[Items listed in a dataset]
###

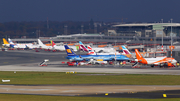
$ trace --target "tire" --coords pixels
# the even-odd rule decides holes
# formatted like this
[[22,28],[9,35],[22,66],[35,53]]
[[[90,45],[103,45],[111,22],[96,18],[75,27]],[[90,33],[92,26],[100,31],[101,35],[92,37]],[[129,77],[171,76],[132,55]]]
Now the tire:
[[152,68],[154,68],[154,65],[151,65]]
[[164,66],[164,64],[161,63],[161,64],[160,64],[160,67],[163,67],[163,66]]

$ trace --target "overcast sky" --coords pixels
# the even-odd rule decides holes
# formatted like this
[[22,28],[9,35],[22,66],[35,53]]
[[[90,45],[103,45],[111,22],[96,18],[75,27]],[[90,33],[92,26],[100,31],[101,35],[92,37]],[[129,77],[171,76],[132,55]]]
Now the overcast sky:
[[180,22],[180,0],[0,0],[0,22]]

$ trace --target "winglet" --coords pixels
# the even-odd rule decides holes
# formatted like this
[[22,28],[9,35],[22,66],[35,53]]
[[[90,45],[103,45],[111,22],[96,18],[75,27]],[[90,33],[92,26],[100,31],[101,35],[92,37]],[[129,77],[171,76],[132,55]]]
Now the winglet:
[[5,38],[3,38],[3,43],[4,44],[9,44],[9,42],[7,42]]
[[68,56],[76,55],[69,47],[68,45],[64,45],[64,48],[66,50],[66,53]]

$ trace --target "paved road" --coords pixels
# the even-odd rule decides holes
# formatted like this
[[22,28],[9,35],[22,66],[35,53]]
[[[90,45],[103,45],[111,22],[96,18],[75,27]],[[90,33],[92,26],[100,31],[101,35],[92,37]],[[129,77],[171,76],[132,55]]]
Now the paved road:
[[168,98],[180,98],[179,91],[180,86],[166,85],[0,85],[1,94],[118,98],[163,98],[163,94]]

###

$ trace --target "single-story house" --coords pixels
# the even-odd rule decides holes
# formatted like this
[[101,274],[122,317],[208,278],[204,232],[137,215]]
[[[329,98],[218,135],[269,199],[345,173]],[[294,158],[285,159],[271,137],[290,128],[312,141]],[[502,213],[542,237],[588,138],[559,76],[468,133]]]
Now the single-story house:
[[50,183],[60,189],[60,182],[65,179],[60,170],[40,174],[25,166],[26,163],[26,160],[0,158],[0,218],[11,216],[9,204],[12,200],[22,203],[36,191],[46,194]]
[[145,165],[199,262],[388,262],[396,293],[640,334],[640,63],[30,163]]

###

→ **ASSIGNED TASK**: Filter the records for the word "coords" and show every line that has it.

→ **TASK RESULT**:
$ trace --target "tire" --coords pixels
$ trace --target "overcast sky" --coords pixels
$ trace --target "winglet" --coords pixels
$ trace --target "paved road" --coords pixels
$ trace --target "single-story house" --coords pixels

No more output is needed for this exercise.